• **Directions for this task**
Your task is to print the material below exactly as presented.

• **Record extracts**

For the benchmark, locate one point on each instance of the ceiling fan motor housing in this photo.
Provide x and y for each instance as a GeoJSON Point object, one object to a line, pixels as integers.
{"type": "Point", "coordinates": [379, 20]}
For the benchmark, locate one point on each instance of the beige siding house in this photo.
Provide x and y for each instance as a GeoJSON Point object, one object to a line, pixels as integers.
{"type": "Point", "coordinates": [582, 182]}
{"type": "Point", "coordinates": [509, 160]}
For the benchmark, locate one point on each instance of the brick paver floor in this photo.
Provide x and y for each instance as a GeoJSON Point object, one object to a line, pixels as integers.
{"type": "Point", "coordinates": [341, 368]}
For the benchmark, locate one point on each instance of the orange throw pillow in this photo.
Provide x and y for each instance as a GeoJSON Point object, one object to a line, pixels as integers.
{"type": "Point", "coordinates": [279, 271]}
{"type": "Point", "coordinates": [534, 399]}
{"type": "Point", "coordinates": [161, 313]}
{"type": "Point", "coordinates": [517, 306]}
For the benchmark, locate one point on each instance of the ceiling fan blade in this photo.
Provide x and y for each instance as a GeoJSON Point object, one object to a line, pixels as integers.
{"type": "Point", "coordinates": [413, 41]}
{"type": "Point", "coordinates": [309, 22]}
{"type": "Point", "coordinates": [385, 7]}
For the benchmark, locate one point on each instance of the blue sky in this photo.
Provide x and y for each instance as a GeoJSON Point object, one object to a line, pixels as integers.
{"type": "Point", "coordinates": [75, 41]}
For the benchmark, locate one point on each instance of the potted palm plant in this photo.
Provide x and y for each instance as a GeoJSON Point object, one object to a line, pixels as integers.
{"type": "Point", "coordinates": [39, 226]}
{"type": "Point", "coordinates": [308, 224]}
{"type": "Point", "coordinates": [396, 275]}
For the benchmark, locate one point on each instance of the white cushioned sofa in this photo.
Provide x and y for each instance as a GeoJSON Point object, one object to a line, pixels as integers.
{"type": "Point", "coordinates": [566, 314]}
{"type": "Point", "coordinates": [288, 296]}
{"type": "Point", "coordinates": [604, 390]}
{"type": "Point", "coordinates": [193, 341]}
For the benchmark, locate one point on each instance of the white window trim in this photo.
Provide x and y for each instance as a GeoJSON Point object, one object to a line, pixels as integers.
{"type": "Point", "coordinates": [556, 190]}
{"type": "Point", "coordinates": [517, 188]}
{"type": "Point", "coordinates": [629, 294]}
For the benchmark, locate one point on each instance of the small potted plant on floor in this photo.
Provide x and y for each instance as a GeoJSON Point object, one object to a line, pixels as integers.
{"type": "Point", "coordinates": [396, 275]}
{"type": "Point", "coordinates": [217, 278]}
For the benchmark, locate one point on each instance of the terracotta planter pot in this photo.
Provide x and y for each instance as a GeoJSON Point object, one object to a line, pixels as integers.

• **Task answer**
For the benchmark, locate one point on each instance of the ceiling fan motor housing in this photo.
Provide x and y for each instance as a GeoJSON Point object, one object to a line, pixels as integers.
{"type": "Point", "coordinates": [379, 20]}
For the benchmark, locate one point on each instance of the beige siding house in this photo.
Provide x and y for each instance as a GeoJSON Point object, one object to a line, pixels as integers.
{"type": "Point", "coordinates": [582, 182]}
{"type": "Point", "coordinates": [509, 160]}
For the benchmark, locate one point on each instance of the brick paver floor in this photo.
Provide x and y for each instance as a GeoJSON Point object, one object to a line, pixels as integers.
{"type": "Point", "coordinates": [341, 368]}
For the benchmark, locate one point on each instance of the orange throw pillow in this photo.
Provide x and y for each instance as a GeoJSON Point object, one object to a line, pixels as integers.
{"type": "Point", "coordinates": [279, 271]}
{"type": "Point", "coordinates": [534, 399]}
{"type": "Point", "coordinates": [161, 313]}
{"type": "Point", "coordinates": [517, 306]}
For the benchmark, locate one point on each instance of the ceiling fan blade in this photo.
Provide x and y for each instance as a GeoJSON Point object, one object to a line, pixels as integers.
{"type": "Point", "coordinates": [413, 41]}
{"type": "Point", "coordinates": [309, 22]}
{"type": "Point", "coordinates": [385, 7]}
For the benchmark, locate one point on each instance of the blue sky in this photo.
Provide x and y for each instance as a GeoJSON Point object, one object to a line, pixels as integers.
{"type": "Point", "coordinates": [75, 41]}
For the benchmark, locate one point on each instance of the potted palm plant in this photo.
Provide x and y for each instance as a GeoJSON Point object, one object to a line, pixels as integers.
{"type": "Point", "coordinates": [39, 226]}
{"type": "Point", "coordinates": [308, 224]}
{"type": "Point", "coordinates": [396, 275]}
For the benchmark, locate one point on each instance of the white cushioned sofa in this photo.
Provide x and y for each instance as a GeoJSON Point object, one object to a line, pixels as integers.
{"type": "Point", "coordinates": [566, 314]}
{"type": "Point", "coordinates": [288, 296]}
{"type": "Point", "coordinates": [604, 390]}
{"type": "Point", "coordinates": [193, 341]}
For the benchmark, locate one point on each instance of the white window trim in this photo.
Provide x and y for each instance as a GeoJSON Point object, one object to a line, pixels as integers.
{"type": "Point", "coordinates": [556, 190]}
{"type": "Point", "coordinates": [517, 188]}
{"type": "Point", "coordinates": [629, 294]}
For the benchmark, locate one point on each instance of the small potted plant on floor in this photo.
Provide x and y for each instance as a GeoJSON Point object, one object to a line, pixels as integers.
{"type": "Point", "coordinates": [396, 275]}
{"type": "Point", "coordinates": [217, 278]}
For the benchmark, locate one point on each instance of the terracotta planter pot in this photo.
Provide x and y for each instance as a GeoJSON Point object, one object to a line, pixels as integers.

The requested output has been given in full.